• _Given exercise_: Update the listing below from the line containing "Exercise. Spot the snow-covered" through the end of the listing, replacing "pin" with "marker" and leaving everything else unchanged. Return only those lines.

==== Records for processing

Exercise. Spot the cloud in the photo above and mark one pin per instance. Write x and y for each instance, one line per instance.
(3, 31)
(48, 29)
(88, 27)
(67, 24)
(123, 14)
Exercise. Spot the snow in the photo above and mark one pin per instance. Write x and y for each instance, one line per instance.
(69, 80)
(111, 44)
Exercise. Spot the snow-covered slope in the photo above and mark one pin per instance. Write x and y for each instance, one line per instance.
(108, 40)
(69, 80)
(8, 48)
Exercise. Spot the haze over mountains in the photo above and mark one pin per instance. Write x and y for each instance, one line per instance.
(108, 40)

========

• _Completed exercise_:
Exercise. Spot the snow-covered slope in the photo above and mark one marker per instance. Write x and y for each instance, one line per instance.
(108, 40)
(69, 80)
(8, 48)
Exercise. Spot the haze over mountains in the photo above and mark one marker per instance. Write x and y for each instance, one line per instance.
(108, 40)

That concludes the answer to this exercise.